**Selected text:**
★ ★ ★ ★ ★ ★ ★
NORTON META TAG

12 December 2019

Austria’s ban on weedkiller glyphosate hits roadblock 9DEZ19

 MONEY, MONEY, MONEY, MONEY!!!!!! Will we ever find out how much it cost bayer - monsanto to get Austrian Hure chancellor brigitte bierlein to stop the national ban on glyphosate ( roundup in the U.S. ) from taking effect? The official reason is a "political technicality". This is important for the fight against roundup in the U.S., bayer-monsanto will use their billions to keep roundup on the market with no concern for the health of the residents of the United States. From SumOfUs and the AP.....
Austria was about to become the first country in Europe to ban toxic glyphosate. That was before Bayer got its claws into the interim Austrian chancellor.
With just three weeks before the ban was to come into effect, the chancellor is suddenly trying to block it on a technicality.
Bayer, and the multi-billion dollar pesticide lobby, is likely behind this change of heart -- and now we have just three weeks to change the chancellor’s mind. 
Three weeks ago, everyone in Austria felt sure that the glyphosate ban would happen. It would be a worldwide boost to other countries trying to ban glyphosate. This week’s announcement is a shock to millions of people who were counting on the chancellor Brigitte Bierlein to do the right thing. 
With your help, we’ll make it clear how wildly unpopular axing the the glyphosate ban would be.
Over two million people read Kronen Zeitung.every day. A front-page spotlight on how she’s going to continue to allow toxic glyphosate to be sprayed in Austria will force her to pay attention to her people’s demands -- not Bayer’s crafty lies.
★ ★ ★ ★ ★ ★ ★
**Task 1:** In the post about Austria's glyphosate ban, reproduce the text word for word between "Three weeks ago, everyone" and "the right thing.", inclusive.
**Task 2:** Summarize the post about Austria's glyphosate ban in two sentences.

**Data shown:**
★ ★ ★ ★ ★ ★ ★
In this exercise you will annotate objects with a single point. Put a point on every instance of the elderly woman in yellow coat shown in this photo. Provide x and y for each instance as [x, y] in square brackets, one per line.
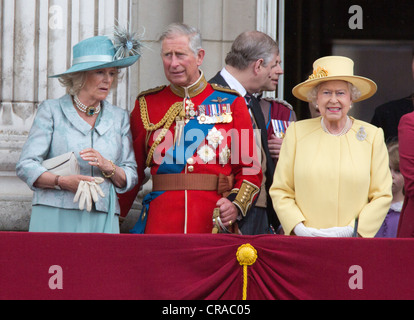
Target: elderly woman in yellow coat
[333, 178]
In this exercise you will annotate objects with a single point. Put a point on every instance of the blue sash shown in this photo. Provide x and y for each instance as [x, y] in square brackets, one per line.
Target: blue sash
[176, 158]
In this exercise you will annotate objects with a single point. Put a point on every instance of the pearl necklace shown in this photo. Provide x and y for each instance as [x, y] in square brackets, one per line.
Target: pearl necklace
[90, 111]
[344, 131]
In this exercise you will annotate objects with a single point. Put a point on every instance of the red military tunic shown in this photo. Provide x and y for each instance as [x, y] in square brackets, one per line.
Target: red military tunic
[216, 138]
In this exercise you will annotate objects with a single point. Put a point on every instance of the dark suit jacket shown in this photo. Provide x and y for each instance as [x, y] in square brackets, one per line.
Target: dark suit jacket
[388, 115]
[270, 164]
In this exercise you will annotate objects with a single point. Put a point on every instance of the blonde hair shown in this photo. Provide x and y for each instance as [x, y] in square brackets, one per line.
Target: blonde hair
[74, 82]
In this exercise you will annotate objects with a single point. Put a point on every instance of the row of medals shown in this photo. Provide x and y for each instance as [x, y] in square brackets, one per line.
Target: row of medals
[209, 114]
[215, 115]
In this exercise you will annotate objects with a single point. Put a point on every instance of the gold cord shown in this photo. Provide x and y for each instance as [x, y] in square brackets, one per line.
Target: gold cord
[166, 121]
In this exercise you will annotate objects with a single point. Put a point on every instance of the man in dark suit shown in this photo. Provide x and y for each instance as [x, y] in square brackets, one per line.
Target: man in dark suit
[253, 66]
[388, 115]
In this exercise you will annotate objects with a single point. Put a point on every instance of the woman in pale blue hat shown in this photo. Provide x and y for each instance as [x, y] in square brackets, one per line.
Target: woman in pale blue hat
[97, 135]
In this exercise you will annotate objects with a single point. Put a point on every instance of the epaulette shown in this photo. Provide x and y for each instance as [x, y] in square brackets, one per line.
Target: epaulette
[218, 87]
[280, 101]
[151, 91]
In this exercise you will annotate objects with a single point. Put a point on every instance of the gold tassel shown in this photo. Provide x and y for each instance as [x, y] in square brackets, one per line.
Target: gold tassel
[247, 256]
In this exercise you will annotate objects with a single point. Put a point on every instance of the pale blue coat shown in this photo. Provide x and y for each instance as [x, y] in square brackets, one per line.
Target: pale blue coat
[58, 129]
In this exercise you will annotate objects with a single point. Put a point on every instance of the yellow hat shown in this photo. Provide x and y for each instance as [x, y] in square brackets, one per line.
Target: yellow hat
[335, 68]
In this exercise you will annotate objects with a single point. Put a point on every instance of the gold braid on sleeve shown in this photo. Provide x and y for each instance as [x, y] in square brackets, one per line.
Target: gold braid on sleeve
[166, 121]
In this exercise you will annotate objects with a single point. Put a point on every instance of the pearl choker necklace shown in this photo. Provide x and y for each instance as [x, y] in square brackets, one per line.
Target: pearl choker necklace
[344, 131]
[90, 111]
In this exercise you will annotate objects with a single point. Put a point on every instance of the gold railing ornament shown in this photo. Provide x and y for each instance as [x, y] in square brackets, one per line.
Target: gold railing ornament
[246, 256]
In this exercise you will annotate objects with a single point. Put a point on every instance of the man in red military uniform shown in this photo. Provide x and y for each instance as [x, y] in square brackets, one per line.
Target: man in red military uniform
[198, 141]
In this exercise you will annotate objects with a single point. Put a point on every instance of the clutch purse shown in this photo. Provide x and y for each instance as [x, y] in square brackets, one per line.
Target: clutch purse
[63, 165]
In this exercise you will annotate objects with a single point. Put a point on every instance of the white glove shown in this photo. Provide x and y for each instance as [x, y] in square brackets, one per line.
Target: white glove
[336, 232]
[301, 231]
[83, 195]
[95, 189]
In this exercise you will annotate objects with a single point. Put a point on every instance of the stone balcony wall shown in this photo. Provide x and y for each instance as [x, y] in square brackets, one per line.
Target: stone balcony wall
[36, 40]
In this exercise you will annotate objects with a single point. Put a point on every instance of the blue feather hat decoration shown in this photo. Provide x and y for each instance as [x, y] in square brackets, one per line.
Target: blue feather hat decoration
[101, 52]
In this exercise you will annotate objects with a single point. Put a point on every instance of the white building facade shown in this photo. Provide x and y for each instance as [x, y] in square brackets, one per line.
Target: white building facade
[36, 40]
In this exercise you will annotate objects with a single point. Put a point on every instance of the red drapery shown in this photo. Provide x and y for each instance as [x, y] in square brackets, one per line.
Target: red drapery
[203, 267]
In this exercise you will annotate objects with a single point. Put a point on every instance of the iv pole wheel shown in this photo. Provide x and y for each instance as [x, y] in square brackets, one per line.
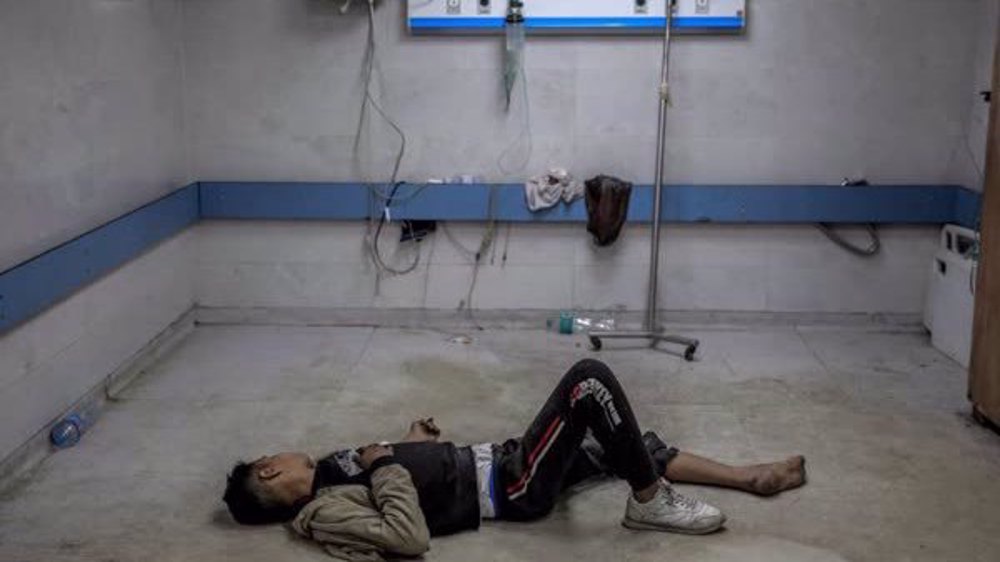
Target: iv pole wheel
[595, 343]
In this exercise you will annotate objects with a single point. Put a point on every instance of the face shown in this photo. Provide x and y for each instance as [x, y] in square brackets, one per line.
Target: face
[284, 473]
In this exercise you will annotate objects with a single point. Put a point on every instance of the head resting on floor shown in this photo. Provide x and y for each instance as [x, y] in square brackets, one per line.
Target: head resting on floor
[271, 489]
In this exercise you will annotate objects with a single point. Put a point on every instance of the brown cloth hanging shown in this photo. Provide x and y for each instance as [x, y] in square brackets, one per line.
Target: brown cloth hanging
[607, 208]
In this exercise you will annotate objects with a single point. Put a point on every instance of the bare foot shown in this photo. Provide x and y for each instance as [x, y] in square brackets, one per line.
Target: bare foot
[774, 478]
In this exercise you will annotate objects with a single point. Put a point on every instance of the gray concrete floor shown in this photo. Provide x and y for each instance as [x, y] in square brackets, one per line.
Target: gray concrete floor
[898, 471]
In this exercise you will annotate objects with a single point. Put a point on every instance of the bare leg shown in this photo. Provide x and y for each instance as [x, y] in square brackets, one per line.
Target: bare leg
[763, 479]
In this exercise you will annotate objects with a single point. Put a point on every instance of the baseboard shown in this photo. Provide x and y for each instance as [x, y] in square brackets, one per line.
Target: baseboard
[537, 319]
[35, 450]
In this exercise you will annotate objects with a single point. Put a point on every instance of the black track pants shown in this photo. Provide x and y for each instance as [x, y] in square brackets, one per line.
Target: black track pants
[531, 471]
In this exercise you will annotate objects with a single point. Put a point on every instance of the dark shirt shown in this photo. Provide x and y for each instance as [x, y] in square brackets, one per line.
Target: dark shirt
[444, 475]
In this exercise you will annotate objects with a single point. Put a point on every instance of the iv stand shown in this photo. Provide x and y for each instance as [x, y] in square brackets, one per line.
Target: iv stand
[653, 332]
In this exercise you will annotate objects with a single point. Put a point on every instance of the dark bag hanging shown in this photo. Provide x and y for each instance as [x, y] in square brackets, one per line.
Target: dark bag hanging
[607, 208]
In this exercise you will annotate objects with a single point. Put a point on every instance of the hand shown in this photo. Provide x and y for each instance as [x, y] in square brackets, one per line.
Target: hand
[371, 453]
[423, 430]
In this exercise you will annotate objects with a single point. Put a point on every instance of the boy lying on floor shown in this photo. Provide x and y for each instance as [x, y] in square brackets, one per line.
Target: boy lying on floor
[388, 500]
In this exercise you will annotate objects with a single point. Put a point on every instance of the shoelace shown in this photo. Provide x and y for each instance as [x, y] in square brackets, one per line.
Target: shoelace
[678, 499]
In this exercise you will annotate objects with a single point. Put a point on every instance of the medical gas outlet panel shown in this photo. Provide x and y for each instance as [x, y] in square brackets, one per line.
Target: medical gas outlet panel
[577, 16]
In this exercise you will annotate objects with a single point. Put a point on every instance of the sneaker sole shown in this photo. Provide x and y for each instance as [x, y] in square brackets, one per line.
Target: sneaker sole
[640, 526]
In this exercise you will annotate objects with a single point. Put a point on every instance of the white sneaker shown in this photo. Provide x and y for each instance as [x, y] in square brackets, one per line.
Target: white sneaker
[672, 512]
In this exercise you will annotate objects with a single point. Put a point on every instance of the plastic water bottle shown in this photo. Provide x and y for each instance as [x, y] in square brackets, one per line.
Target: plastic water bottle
[69, 430]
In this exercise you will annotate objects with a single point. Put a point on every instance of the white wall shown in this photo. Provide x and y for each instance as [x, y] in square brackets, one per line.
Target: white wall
[49, 362]
[819, 89]
[91, 124]
[705, 268]
[91, 127]
[969, 163]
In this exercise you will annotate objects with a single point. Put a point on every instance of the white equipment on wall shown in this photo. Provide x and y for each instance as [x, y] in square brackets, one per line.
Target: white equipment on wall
[577, 16]
[951, 294]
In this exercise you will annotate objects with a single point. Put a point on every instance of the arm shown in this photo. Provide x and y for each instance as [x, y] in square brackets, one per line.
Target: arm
[357, 523]
[403, 528]
[422, 430]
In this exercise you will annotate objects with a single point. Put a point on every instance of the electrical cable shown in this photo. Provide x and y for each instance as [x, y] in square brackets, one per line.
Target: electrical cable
[974, 271]
[369, 101]
[524, 135]
[377, 255]
[871, 251]
[829, 231]
[506, 245]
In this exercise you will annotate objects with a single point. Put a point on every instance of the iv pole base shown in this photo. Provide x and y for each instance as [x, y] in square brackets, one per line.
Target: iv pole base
[690, 345]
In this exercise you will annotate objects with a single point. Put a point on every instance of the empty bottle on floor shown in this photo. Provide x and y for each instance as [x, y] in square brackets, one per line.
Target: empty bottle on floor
[68, 431]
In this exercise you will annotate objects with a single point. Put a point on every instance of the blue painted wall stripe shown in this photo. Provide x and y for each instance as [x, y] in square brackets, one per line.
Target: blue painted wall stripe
[28, 289]
[752, 204]
[569, 24]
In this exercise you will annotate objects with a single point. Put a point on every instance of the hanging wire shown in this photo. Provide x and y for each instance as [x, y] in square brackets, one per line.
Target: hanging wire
[872, 250]
[504, 164]
[377, 194]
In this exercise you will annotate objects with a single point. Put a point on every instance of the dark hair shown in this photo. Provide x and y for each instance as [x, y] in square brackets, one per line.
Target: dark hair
[250, 502]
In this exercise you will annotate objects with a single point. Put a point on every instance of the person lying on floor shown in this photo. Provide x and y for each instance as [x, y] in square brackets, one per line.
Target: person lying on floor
[389, 499]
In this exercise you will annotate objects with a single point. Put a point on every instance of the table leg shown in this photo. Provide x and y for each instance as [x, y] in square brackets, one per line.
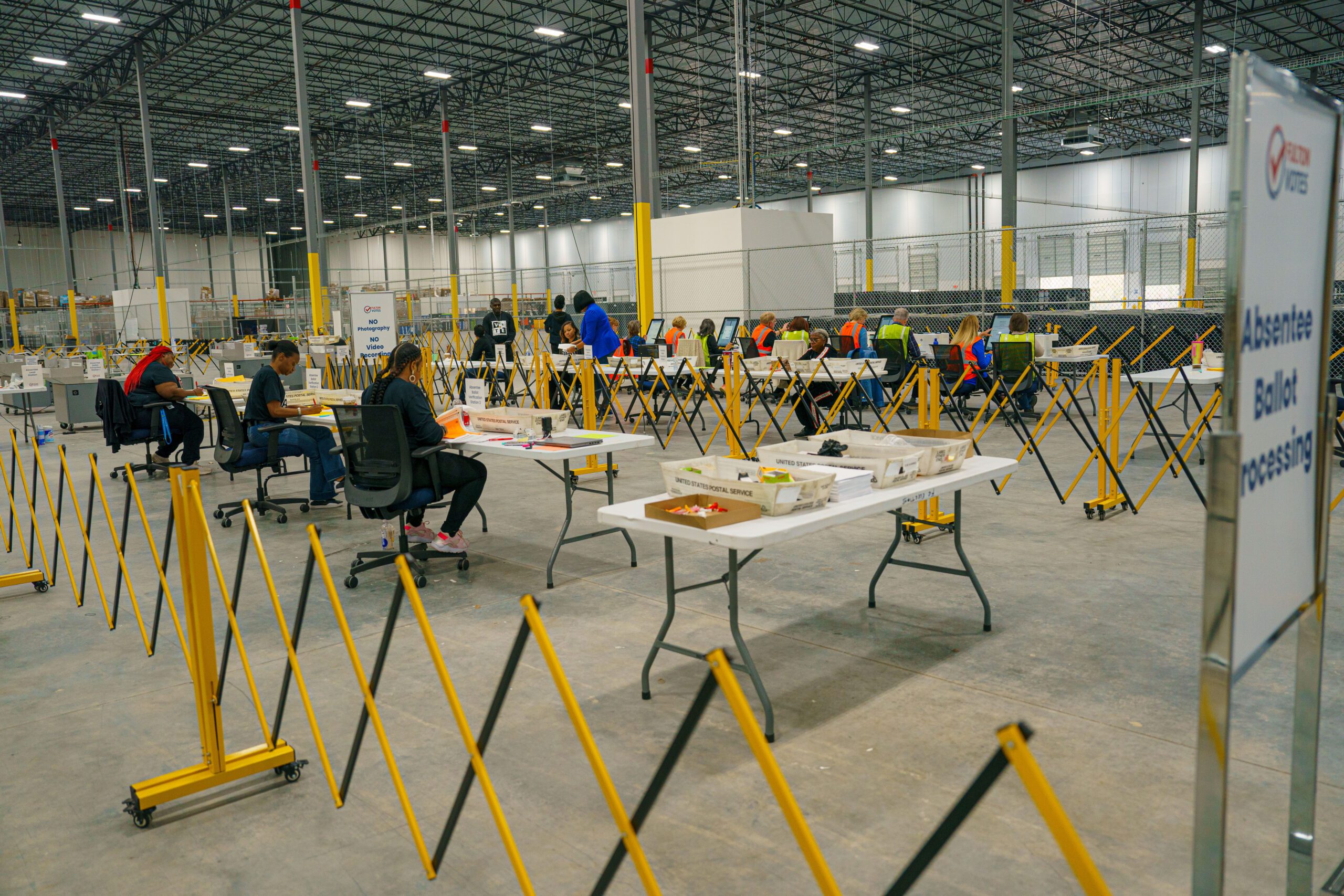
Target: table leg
[967, 570]
[742, 647]
[667, 621]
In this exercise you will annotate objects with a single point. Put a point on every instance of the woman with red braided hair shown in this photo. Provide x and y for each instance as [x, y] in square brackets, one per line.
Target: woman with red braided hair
[152, 381]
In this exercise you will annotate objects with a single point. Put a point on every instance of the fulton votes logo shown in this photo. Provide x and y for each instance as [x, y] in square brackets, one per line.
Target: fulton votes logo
[1285, 164]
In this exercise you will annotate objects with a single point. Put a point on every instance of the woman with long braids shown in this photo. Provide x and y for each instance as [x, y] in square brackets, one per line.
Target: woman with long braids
[397, 385]
[152, 381]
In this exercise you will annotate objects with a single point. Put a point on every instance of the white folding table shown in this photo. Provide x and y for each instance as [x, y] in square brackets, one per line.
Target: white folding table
[754, 536]
[611, 444]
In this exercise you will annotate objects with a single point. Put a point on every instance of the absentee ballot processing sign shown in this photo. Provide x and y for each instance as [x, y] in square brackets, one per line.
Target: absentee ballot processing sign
[1280, 338]
[374, 323]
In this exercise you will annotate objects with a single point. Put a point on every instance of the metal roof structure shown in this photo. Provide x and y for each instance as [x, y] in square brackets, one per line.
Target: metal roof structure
★ ★ ★ ★ ★ ★ ★
**Answer space 1:**
Three weeks ago, everyone in Austria felt sure that the glyphosate ban would happen. It would be a worldwide boost to other countries trying to ban glyphosate. This week’s announcement is a shock to millions of people who were counting on the chancellor Brigitte Bierlein to do the right thing.

**Answer space 2:** According to the post, Austria was three weeks away from becoming the first country in Europe to ban glyphosate when interim chancellor Brigitte Bierlein suddenly tried to block the ban on a technicality, a change it says Bayer and the pesticide lobby are likely behind. It calls for a front-page spotlight in Kronen Zeitung, which over two million people read every day, to force her to pay attention to her people's demands.